**Task**
Search the listing below for the word "nose", and copy every line in which it turns up.

BEGIN Supplied data

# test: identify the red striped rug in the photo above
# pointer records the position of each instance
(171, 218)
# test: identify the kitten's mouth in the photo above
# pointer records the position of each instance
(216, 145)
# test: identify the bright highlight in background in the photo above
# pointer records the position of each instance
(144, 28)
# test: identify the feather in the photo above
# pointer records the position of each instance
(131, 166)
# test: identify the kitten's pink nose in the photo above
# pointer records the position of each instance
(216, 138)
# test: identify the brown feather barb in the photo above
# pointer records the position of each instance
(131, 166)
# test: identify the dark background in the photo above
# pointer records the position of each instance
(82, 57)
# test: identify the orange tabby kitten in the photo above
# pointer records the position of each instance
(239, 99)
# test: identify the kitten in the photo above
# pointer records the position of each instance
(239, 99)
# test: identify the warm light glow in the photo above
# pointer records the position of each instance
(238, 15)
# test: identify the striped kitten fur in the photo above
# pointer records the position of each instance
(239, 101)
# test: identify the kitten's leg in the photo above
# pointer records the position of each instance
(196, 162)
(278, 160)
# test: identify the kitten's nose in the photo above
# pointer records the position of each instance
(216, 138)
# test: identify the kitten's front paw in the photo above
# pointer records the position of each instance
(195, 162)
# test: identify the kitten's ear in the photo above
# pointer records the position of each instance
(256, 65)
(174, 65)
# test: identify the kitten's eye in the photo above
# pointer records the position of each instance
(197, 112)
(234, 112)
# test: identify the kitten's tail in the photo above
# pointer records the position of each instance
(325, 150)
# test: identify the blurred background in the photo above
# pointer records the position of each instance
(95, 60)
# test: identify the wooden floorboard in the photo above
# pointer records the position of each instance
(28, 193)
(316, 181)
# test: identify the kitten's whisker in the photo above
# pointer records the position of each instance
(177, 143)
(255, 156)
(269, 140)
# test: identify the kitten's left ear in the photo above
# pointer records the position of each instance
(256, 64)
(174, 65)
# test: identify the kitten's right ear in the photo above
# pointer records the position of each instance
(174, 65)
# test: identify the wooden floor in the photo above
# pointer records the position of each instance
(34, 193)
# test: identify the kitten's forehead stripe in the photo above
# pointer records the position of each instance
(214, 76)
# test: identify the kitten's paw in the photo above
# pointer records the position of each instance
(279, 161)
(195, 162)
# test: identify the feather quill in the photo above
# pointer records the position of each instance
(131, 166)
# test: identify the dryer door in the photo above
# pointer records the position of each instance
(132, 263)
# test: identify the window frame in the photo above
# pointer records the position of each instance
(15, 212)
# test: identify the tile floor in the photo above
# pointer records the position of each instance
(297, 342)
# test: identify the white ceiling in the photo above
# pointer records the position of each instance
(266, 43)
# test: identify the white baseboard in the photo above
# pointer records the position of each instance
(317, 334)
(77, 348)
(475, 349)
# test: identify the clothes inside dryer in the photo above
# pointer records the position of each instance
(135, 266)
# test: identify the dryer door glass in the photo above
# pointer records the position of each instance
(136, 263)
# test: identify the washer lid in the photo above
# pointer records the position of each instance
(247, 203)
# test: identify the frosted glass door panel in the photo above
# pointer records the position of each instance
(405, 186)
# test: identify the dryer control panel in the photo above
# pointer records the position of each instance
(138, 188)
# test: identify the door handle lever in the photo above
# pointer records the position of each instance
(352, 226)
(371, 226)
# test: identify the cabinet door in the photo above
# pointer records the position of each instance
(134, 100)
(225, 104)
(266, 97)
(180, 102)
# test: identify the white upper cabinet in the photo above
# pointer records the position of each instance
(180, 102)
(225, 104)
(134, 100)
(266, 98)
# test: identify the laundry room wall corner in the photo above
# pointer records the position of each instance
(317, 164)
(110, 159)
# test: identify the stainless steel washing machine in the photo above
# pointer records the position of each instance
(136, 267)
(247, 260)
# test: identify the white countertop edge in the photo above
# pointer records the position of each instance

END Supplied data

**The answer**
# test: identify the kitten's pink nose in the photo above
# test: identify the kitten's nose in the photo above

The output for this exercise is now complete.